- EXTRACT TO READ -

════════

Is our society increasingly rewarding conformity? Is AI accelerating this process, and is it simultaneously stripping work of deep meaning? After all, thanks to LLMs, many now define creativity as merely a probabilistic recombination of matrices derived from a training set.
Is science also contributing to this potential lack of deviation in culture, education, arts, architecture, and business? Here’s a take on it (not mine):
You can spot this scientific bland-ification right away when you read older scientific writing. As Roger’s Bacon points out, scientific papers used to have style. Now they all sound the same, and they’re all boring.
Maybe science is supposed to be boring? What happened to the style though?
For definitive answers to these questions, look elsewhere. For a compelling set of data (plus plenty of causal speculation) on many aspects of contemporary society and scientific style, check out this compilation and the essay here.
The greatest thinkers in science (and business) are often prolific authors. They write books, blogs, and copious emails to sharpen ideas. Richard Lewontin, E.O. Wilson, and Paul Graham are but three examples. Dorothy Hodgkin’s scientific correspondence and papers, stacked together, extend 25.85 meters in length. Great thinkers, in other words, write all the time.
Researchers are evaluated by simple measures of productivity or influence — number of papers published, citation count, and grant dollars. In such an environment, it has become exceedingly difficult for scientists to take stylistic risks in their academic writing or to devote significant amounts of time to other forms of creative writing.

════════

- TASK 1 -
In the passage on scientific style, rewrite the part that opens with the words containing "For definitive answers" and closes with "all the time.", replacing "prolific authors" with "productive writers".
- TASK 2 -
According to the passage on scientific style, how long is the stack of Dorothy Hodgkin's scientific correspondence and papers?

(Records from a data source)
════════

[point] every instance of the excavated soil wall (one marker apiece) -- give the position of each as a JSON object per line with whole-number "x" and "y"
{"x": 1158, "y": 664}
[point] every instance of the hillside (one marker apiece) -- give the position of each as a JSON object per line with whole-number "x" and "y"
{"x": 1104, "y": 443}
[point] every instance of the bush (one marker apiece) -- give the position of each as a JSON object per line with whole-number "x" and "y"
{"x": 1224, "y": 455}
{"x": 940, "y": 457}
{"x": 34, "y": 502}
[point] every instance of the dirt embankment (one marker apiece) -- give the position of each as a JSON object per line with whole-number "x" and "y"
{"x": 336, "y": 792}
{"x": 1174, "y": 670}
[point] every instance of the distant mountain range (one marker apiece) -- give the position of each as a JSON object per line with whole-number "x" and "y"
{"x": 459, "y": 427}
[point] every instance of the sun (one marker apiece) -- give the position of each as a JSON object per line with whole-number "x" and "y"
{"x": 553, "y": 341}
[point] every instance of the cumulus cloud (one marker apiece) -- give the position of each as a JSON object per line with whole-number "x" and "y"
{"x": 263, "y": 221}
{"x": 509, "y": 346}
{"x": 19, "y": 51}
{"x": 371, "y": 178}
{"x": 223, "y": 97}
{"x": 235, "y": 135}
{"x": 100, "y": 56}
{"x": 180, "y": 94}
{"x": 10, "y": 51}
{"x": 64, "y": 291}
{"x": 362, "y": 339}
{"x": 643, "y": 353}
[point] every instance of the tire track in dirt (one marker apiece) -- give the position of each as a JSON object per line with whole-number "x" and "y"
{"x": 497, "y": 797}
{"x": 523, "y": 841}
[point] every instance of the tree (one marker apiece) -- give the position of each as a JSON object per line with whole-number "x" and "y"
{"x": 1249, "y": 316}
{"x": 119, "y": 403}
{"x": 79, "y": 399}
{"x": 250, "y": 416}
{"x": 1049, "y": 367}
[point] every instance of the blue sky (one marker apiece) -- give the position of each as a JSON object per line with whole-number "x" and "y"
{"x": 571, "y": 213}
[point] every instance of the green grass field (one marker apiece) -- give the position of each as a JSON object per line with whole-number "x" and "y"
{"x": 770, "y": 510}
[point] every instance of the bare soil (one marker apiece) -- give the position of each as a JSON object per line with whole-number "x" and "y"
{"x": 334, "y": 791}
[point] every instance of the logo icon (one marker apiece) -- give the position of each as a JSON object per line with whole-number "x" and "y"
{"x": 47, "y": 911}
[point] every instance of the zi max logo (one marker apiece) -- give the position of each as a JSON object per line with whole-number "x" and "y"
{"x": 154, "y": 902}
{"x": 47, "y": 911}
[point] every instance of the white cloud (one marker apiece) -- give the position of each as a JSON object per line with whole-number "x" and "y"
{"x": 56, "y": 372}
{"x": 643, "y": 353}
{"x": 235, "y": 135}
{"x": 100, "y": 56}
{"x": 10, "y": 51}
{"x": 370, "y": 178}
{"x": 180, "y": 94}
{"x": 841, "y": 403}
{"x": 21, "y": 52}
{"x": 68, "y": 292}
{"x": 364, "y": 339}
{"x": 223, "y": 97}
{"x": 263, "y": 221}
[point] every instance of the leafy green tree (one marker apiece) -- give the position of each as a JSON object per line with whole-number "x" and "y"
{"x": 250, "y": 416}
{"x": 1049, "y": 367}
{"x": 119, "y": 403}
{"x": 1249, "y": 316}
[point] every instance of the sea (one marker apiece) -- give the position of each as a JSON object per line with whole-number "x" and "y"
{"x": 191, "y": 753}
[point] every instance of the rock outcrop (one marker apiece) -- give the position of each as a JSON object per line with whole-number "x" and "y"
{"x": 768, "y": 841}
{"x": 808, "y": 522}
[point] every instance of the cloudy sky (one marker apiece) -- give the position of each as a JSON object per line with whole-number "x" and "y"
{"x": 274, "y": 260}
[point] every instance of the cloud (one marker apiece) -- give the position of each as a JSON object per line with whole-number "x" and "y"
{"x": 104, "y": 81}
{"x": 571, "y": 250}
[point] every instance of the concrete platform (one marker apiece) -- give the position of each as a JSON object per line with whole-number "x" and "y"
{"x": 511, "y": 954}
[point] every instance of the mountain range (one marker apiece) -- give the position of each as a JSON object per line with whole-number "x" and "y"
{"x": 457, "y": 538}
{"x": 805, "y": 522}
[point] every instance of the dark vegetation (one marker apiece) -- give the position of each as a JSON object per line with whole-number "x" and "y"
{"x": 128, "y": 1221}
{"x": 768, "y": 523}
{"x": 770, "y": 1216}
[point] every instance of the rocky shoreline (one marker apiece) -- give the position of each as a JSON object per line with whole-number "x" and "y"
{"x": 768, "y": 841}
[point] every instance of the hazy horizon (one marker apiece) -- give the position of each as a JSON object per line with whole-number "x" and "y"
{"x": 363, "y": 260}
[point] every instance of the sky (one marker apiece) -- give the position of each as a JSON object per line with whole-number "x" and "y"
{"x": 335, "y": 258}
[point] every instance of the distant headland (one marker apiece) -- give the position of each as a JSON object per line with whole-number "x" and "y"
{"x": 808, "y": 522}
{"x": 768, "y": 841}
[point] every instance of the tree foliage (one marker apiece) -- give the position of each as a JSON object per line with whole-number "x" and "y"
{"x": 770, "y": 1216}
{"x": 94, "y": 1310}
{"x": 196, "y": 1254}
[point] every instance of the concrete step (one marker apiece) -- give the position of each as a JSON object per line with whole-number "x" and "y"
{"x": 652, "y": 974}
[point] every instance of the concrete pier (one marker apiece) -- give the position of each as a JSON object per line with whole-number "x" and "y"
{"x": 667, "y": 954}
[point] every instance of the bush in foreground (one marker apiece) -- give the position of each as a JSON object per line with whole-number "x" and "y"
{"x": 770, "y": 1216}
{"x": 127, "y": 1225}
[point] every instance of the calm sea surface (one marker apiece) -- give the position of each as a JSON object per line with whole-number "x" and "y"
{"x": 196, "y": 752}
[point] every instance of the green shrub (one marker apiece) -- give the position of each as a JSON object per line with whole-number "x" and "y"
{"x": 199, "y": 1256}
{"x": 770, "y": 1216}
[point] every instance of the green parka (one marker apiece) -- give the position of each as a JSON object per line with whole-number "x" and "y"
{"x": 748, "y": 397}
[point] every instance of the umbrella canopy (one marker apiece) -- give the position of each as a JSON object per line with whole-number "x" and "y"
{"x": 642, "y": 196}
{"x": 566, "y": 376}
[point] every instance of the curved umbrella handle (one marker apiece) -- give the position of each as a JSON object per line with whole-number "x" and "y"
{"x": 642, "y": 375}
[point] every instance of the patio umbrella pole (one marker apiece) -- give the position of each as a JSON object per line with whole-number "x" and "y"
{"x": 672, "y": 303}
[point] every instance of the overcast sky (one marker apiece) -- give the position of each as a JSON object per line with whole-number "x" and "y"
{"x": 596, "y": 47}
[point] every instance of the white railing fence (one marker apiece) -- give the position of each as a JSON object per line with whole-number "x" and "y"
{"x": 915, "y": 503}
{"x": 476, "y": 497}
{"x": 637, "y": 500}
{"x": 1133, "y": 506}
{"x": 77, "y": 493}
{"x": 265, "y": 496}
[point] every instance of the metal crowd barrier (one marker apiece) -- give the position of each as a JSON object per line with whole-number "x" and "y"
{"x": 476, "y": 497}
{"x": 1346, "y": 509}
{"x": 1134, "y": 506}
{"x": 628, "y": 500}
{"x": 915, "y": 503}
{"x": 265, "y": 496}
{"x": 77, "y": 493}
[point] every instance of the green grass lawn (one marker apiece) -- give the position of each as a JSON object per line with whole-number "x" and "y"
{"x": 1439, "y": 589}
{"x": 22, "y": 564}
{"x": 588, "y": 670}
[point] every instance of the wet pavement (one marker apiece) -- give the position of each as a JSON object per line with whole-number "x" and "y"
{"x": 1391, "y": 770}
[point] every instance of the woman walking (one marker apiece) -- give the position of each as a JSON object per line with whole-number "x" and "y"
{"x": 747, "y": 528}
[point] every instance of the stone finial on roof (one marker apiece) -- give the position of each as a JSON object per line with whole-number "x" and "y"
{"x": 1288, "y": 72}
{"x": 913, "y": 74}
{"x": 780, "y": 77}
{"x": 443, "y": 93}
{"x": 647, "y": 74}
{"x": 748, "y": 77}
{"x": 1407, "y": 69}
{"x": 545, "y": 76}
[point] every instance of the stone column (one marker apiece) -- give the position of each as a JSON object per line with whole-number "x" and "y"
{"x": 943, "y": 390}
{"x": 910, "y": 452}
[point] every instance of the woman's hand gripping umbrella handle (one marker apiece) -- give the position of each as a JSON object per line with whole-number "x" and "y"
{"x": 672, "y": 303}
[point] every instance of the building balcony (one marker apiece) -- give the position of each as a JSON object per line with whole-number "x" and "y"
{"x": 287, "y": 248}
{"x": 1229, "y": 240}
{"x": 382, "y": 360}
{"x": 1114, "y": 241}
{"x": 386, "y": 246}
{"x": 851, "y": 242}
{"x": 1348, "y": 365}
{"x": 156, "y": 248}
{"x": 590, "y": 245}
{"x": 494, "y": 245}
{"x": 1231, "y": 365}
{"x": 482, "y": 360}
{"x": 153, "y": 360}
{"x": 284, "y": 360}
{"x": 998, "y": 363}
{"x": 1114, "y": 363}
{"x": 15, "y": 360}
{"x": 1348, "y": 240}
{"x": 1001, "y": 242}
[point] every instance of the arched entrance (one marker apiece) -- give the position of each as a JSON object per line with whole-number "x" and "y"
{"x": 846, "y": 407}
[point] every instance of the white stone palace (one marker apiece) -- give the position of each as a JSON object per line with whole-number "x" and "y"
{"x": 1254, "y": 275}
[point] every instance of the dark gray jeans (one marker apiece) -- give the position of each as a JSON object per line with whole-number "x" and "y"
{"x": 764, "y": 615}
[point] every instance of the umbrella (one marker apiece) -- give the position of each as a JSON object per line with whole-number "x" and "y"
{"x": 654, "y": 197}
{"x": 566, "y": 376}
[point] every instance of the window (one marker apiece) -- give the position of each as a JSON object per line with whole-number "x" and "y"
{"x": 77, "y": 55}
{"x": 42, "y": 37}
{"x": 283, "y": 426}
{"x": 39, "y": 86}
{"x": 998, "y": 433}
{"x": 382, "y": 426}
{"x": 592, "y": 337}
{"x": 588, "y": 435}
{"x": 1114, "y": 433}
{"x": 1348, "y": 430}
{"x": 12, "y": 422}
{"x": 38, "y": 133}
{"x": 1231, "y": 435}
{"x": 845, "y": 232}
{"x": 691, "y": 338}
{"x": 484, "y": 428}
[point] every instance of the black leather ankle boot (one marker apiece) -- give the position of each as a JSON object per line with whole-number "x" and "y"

════════

- EXERCISE OUTPUT 1 -
For definitive answers to these questions, look elsewhere. For a compelling set of data (plus plenty of causal speculation) on many aspects of contemporary society and scientific style, check out this compilation and the essay here.
The greatest thinkers in science (and business) are often productive writers. They write books, blogs, and copious emails to sharpen ideas. Richard Lewontin, E.O. Wilson, and Paul Graham are but three examples. Dorothy Hodgkin’s scientific correspondence and papers, stacked together, extend 25.85 meters in length. Great thinkers, in other words, write all the time.

- EXERCISE OUTPUT 2 -
25.85 meters